* [Written exercise A]: From the listing below, extract every line that contains the string "white", matching case exactly.

Exol Lubricants Ltd v Birch and Another: EAT 13 Nov 2014

EAT Unfair Dismissal : Reason for Dismissal Including Substantial Other
The Claimants were employed as delivery drivers using HGVs. They lived in Manchester but the Respondent depot they had to attend to load up was situated in Wednesbury. Their contracts stipulated that their place of employment was in Wednesbury.
The cost of commuting each day in their transport was too great for the Claimants and in order to accommodate the Respondent agree to make available secure parking for their HGVs in Stockport near their homes. They would drive from their homes to Wednesbury each day and the journey to and from Stockport was treated as part of their working day for which they were paid. It was accepted that this arrangement had become a term of their contracts of employment. All the other HGVs were parked overnight at the depot in Wednesbury. A time came when the Respondent felt it could no longer afford to pay for the secure parking in Stockport and gave notice to the claimants that it was terminating the arrangement. The parties were not able to agree on a compromise that would enable the claimants to commute to Wednesbury each day without having to use the secure parking in Stockport.
The Respondent therefore determined in the absence of agreement to dismiss the Claimants. Initially the proposed ground was SOSR but in the event the reason for dismissal was redundancy.

* [Supplied data]:
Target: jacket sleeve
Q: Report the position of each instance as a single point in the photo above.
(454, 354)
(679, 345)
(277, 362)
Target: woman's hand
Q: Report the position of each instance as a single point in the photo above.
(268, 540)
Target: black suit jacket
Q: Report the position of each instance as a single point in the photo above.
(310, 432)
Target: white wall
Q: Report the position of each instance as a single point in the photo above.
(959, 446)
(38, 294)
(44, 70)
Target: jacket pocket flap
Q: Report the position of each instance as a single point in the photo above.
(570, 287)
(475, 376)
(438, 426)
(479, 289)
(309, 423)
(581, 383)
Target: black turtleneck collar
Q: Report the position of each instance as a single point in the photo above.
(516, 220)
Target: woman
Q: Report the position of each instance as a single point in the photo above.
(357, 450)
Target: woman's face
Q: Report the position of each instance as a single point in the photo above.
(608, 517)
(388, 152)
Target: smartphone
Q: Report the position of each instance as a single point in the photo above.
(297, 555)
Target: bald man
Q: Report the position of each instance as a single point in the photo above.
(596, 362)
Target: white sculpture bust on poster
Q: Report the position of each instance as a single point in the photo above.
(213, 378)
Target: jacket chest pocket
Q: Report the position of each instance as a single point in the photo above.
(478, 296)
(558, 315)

---

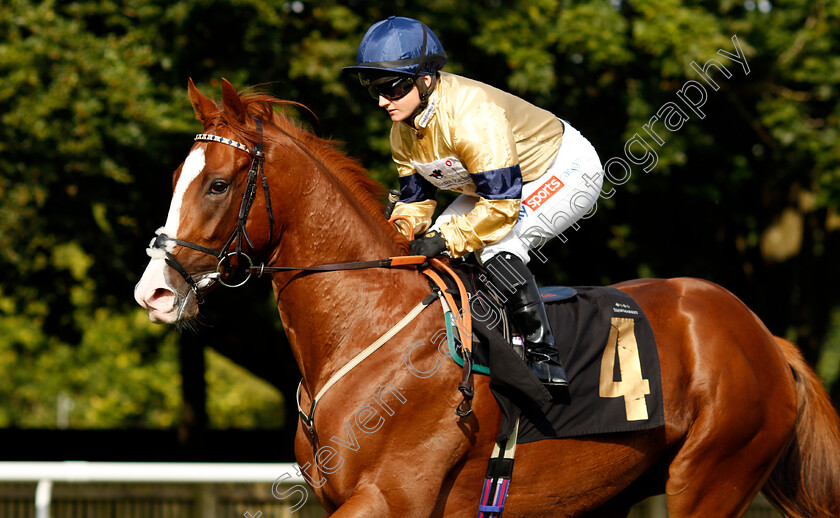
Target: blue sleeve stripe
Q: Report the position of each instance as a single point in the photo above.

* [Written exercise B]:
Answer these questions using the case summary above:
(i) In which city did the Claimants live?
(ii) Where did the Respondent agree to provide secure parking for the Claimants' HGVs?
(iii) What was the reason for dismissal in the event?

* [Task output A]:
Target: white wall
Target: white sculpture bust on poster

* [Task output B]:
(i) Manchester
(ii) Stockport
(iii) Redundancy